Please print the data below line for line, without changing anything.
* BEGIN Data *
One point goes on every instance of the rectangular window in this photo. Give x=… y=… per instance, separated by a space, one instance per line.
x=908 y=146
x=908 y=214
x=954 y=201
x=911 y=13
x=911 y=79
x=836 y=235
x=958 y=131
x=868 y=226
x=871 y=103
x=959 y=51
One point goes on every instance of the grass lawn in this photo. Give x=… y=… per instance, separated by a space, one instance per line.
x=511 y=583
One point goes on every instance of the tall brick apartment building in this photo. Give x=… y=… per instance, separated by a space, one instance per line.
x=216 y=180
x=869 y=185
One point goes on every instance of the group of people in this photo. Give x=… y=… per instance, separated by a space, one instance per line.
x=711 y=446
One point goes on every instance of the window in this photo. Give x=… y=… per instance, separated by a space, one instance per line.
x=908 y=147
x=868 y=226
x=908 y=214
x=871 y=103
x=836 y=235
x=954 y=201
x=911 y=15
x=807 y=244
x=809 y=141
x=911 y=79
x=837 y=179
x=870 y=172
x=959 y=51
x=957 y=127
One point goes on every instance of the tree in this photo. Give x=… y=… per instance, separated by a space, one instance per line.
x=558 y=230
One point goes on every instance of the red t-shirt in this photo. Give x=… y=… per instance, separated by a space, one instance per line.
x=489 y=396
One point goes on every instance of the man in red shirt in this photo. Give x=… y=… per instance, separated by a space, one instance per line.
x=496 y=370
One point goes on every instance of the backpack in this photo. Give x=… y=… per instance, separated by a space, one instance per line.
* END Data *
_Full output_
One point goes on every instance of the rectangular window in this photo. Give x=… y=… per instance, separated by a space, one instance per line.
x=908 y=146
x=908 y=214
x=954 y=201
x=911 y=13
x=911 y=79
x=836 y=235
x=958 y=131
x=868 y=226
x=871 y=103
x=959 y=51
One point goes on every instance of the grass lawn in this photo. Give x=… y=… per instance, separated by a space, one instance per line.
x=511 y=583
One point goes on every instance of the tall brick apartment building in this photo. Give x=… y=… per instance, separated by a space, one instance per line.
x=216 y=180
x=869 y=185
One point goes on every instance of the group of people in this photo. Give x=… y=… per instance, separated by a space, one instance per line.
x=711 y=446
One point goes on every instance of the window in this photo. Give x=… y=… per instance, separated by a space, one instance per line.
x=908 y=147
x=868 y=226
x=908 y=214
x=871 y=103
x=836 y=235
x=954 y=201
x=911 y=15
x=807 y=244
x=809 y=141
x=911 y=79
x=837 y=179
x=870 y=172
x=959 y=51
x=957 y=127
One point goes on every instance of the tree in this photo. Give x=… y=… per instance, separated by a space, one instance per line.
x=558 y=230
One point goes on every instance of the red t-shirt in this photo. Give x=… y=… per instance, separated by a space, one instance per line.
x=489 y=396
One point goes on every instance of the man in red shirt in this photo. Give x=… y=… per instance, separated by a space, one instance per line.
x=496 y=370
One point goes on every instance of the backpack in this photo. Give x=… y=… per instance, separated by a space, one instance per line.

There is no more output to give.